(Rows from a pointing dataset)
────

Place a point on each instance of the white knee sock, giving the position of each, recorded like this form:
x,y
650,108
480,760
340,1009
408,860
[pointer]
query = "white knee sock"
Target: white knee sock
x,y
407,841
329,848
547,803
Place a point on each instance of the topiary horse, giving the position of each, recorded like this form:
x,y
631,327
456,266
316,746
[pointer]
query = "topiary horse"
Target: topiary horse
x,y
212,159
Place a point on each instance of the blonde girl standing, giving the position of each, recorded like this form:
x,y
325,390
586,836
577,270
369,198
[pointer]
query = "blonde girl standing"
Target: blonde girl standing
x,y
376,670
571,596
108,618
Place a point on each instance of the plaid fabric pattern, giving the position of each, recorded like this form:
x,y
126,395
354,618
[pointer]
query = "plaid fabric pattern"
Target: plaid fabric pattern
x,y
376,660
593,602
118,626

────

**Goal:** Copy out the records unchanged, from the line containing "Place a point on each instance of the plaid" through the last line of the records.

**Result for this task:**
Place a point on each instance of the plaid fabric pattern, giving the position of each, recorded like this form:
x,y
126,395
354,618
[pointer]
query = "plaid fabric pattern"
Target: plaid fabric pattern
x,y
376,660
593,602
118,626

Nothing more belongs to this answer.